* **Document extract**
** start **
Moreover, in accordance with the invention, further improvement can be achieved by correctly positioning the electrical terminal leads of the lamp structure within the primary encapsulant, and painting the areas of contact therebetween with a powdered solder in a thermosetting resin vehicle without any further means for positively securing them in place. The terminals are then thermally sealed under pressure within the primary encapsulant, and during operation the electrical contact is not disengaged even in the presence of relatively extreme thermal cycling.
The invention can be described in more detail with the help of the accompanying drawings wherein
FIG. 1 shows an exploded view of one embodiment of a lamp structure of the invention;
FIG. 2 shows an exploded view of a portion of an alternative embodiment of the invention; and
FIG. 3 shows an exploded view of still another alternative embodiment of the invention.
** end **
* **Given information**
** start **
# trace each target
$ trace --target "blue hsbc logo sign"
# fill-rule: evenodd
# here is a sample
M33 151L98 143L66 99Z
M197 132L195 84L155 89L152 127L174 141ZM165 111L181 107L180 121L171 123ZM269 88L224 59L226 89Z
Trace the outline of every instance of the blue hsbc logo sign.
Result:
** end **
** start **
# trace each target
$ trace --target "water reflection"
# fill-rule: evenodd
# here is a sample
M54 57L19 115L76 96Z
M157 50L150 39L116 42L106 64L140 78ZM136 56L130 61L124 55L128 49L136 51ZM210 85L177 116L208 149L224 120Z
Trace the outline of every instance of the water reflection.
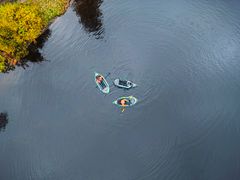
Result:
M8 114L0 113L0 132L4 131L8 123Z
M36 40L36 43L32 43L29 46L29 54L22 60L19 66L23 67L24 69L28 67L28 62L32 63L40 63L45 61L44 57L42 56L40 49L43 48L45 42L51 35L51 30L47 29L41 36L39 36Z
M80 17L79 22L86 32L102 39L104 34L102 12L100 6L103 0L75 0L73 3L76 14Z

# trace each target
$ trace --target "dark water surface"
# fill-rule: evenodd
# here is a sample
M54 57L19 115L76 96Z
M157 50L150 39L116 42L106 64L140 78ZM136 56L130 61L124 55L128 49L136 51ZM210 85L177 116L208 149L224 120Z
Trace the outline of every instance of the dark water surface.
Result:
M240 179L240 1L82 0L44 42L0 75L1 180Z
** end **
** start **
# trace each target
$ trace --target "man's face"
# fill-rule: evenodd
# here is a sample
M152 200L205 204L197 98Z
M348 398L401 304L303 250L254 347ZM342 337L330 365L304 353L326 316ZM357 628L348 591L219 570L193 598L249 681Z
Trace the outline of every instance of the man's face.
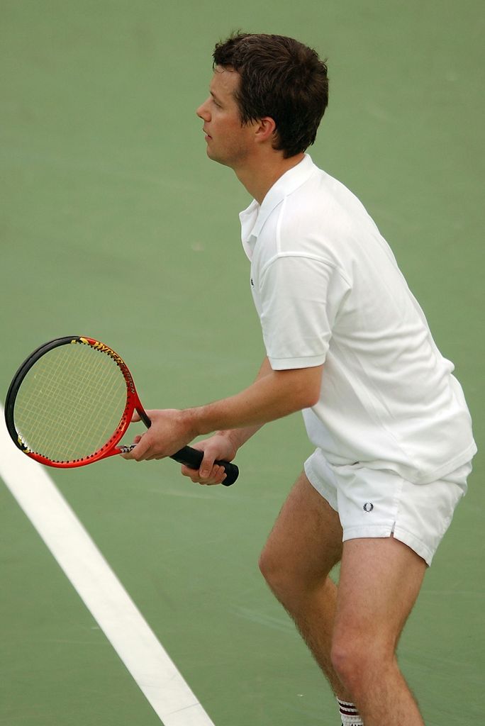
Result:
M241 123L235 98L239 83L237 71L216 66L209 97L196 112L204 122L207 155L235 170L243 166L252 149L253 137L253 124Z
** end **
* **What you should do**
Can you print the lamp patent passage, starting at "The invention can" and ending at "of the invention."?

* **Solution**
The invention can be described in more detail with the help of the accompanying drawings wherein
FIG. 1 shows an exploded view of one embodiment of a lamp structure of the invention;
FIG. 2 shows an exploded view of a portion of an alternative embodiment of the invention; and
FIG. 3 shows an exploded view of still another alternative embodiment of the invention.